*EXTRACT PROVIDED*
***

I remember that back when I posted my thread about Madness Returns alot of people said they regretted the fact that they never had a chance to play the original, well good news everyone! every new copy of Alice: Madness Returns will include a 1 time use code to download the original game... http://www.joystiq.com/2011/04/20/alice-madness-returns-online-pass-grants-you-alice-1-10-ot/

Now I definatly cannot wait for the game ^_^ I've played the original a few times, but I'm sure it'll be a completly different experiance to play the original on consoles =D

73 Comments - Linear Discussion: Classic Style
  • @Silverwolfpet said: Thanks! That makes me happy! :D
    I have played through every single survival horror game made for PC (and some for PS2), but I could never play Alice 1.
    I'm VERY happy with how Alice2 looks, I just hope I don't have to know the story from 1 to enjoy 2.

    And I know it's more of a platformer than survival horror... but it still has some horror in it!

    I knoooow!! To quote Lechuck: D'aaaargh!!!

    I'd seriously suggest going with a console version then, you definatly need to play alice 1 and it's not going to be packaged in with the PC version... although it IS going to be available as a $10 download from the PSN, you could probibly grab it through whatever PSN service your using (although I have no idea how long it'll be until they release it for PSN...)

  • aw man!

    Can't I just read the story somewhere? I mean, I did sit through a huge "Let's play Alice" on youtube, but I didn't really get the entire story.

  • @Silverwolfpet said: Can't I just read the story somewhere? I mean, I did sit through a huge "Let's play Alice" on youtube, but I didn't really get the entire story.

    American McGee's Alice takes place after Through the Looking Glass. While asleep, Dinah knocks over an oil lamp which leaks into the fireplace, catching fire. Alice wakes up and tries to help her parents that were trapped upstairs. Her parents tell her to save herself and she escapes. Ten years later, she's been committed to Rutledge Asylum because of the guilt she's developed over her parent's death. After attempting suicide and making little progress, an unknown figure gifts her old stuffed rabbit. She then slips back into Wonderland. (This is covered in the opening: Here.)

    Wonderland has grown darker and more sinister due to the effect of Alice's mental state. Essentially, she must defeat the Red Queen who represents the guilt she bears in order to set herself free. Various figures in the game (The Mad Hatter, Tweedle-Dee and Tweedle-Dum etc.) represent actual people within the asylum. After defeating the Red Queen, Alice has finally let go of the overbearing guilt and is able to walk out of the asylum, finally 'cured'.

    ~

    I'd like to share this amazing animation that's centered around the Mad Hatter in McGee's Alice. Give it a look. It's quite impressive.

***

*DATA EXTRACT*
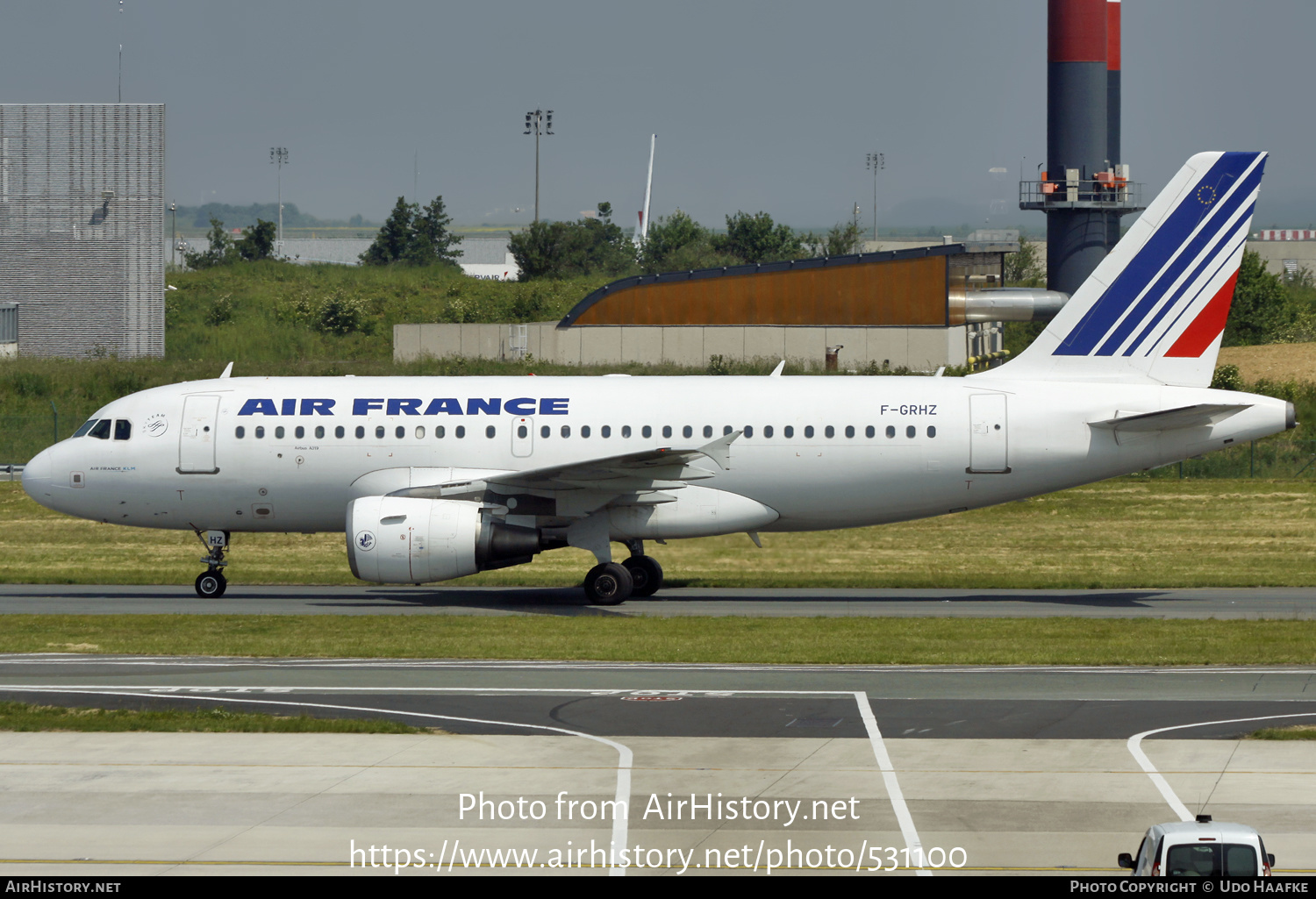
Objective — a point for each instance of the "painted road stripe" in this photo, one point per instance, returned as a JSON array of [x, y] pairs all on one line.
[[1161, 783]]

***

*GIVEN PROBLEM*
Repeat word for word everything in the Alice: Madness Returns thread from "I'm VERY happy" down to "quote Lechuck: D'aaaargh!!!". The listing comes from a separate source unrelated to this text.

*TASK OUTPUT*
I'm VERY happy with how Alice2 looks, I just hope I don't have to know the story from 1 to enjoy 2.

    And I know it's more of a platformer than survival horror... but it still has some horror in it!

    I knoooow!! To quote Lechuck: D'aaaargh!!!